(Dataset excerpt)
════════════════════

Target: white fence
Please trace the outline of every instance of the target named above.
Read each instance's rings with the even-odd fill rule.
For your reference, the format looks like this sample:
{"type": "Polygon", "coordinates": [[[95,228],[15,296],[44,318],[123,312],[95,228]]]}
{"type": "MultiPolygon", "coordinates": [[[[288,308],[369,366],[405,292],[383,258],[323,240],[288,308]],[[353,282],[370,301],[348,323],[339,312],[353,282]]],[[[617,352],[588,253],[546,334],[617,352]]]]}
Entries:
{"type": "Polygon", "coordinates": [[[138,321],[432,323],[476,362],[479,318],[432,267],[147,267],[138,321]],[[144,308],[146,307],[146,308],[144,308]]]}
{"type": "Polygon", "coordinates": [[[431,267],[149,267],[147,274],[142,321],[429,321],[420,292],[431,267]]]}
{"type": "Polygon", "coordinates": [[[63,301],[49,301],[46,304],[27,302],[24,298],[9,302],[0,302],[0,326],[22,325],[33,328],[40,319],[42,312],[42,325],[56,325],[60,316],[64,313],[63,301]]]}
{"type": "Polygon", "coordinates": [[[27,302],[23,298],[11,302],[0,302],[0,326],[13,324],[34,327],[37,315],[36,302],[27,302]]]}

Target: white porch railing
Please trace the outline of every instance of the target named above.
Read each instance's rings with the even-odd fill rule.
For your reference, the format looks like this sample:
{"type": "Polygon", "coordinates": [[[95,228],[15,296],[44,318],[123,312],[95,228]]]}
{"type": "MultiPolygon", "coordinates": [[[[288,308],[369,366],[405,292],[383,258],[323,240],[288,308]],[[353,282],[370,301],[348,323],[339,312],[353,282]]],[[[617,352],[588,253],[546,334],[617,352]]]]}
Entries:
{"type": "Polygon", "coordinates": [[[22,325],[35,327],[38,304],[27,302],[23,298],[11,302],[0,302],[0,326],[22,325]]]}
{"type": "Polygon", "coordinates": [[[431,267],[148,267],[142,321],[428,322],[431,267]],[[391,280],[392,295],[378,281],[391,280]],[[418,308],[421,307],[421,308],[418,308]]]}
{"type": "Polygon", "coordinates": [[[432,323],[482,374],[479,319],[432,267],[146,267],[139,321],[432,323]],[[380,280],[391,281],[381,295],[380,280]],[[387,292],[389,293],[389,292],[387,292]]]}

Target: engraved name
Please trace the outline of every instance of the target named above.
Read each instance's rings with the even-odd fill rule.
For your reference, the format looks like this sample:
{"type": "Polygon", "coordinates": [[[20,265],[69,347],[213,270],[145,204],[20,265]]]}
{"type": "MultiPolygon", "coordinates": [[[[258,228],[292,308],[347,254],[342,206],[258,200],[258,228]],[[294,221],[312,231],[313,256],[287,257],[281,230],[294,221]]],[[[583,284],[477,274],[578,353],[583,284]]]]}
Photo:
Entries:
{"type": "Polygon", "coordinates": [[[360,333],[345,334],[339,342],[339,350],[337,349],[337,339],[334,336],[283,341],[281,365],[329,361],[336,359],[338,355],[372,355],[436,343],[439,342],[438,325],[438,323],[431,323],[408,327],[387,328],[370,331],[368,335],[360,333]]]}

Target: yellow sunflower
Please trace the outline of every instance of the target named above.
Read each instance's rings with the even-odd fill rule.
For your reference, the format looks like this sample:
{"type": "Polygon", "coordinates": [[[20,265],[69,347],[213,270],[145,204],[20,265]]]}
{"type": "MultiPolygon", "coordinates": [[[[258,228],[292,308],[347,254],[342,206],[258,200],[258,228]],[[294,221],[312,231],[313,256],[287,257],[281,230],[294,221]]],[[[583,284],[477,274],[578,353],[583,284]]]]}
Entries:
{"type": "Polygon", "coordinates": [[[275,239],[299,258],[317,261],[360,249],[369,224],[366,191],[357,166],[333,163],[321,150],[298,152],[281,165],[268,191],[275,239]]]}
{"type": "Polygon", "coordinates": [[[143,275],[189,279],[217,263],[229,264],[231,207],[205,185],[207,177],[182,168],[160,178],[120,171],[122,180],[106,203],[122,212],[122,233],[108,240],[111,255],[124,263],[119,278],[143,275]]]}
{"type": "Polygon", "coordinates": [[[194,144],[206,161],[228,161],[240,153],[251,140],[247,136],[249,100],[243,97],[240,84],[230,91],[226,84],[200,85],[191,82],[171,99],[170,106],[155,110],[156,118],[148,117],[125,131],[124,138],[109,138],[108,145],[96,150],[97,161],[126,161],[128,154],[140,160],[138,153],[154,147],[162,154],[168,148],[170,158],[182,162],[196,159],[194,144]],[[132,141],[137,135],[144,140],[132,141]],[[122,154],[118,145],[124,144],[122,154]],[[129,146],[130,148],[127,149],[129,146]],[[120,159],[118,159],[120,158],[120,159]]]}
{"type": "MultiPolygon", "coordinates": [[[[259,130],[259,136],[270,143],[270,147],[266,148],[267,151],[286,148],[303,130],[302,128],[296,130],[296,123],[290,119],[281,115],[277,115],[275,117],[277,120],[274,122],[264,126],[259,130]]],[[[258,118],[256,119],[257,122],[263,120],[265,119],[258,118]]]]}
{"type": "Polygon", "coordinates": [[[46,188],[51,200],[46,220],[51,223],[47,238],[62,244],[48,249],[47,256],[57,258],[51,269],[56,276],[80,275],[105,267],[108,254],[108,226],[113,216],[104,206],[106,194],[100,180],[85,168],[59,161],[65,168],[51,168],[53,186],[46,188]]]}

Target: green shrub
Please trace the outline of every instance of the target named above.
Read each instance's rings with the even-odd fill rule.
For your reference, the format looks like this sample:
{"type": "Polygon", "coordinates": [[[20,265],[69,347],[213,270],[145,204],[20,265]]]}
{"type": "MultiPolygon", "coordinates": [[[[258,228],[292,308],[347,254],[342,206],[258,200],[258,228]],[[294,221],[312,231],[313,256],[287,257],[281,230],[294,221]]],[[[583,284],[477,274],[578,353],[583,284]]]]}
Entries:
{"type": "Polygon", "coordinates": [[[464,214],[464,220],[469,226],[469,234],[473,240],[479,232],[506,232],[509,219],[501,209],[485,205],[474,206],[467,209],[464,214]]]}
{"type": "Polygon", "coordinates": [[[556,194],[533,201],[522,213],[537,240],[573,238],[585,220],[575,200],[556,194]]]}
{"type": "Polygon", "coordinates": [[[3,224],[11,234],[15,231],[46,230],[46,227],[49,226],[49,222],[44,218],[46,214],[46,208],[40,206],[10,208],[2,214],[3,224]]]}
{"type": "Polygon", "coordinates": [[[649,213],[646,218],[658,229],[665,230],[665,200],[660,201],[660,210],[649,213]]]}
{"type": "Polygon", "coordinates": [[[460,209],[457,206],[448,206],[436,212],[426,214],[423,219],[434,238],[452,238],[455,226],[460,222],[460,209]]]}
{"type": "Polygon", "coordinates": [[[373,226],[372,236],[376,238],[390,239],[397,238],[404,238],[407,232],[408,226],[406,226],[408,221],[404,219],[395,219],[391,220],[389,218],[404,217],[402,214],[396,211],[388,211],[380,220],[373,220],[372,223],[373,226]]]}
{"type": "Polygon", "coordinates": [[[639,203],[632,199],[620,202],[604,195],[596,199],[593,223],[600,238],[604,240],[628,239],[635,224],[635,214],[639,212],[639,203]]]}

════════════════════

_Task_:
Find every line in the listing above that contains the string "white", and copy each one. Treat uppercase and lowercase as different.

_Task output_:
Target: white fence
Target: white porch railing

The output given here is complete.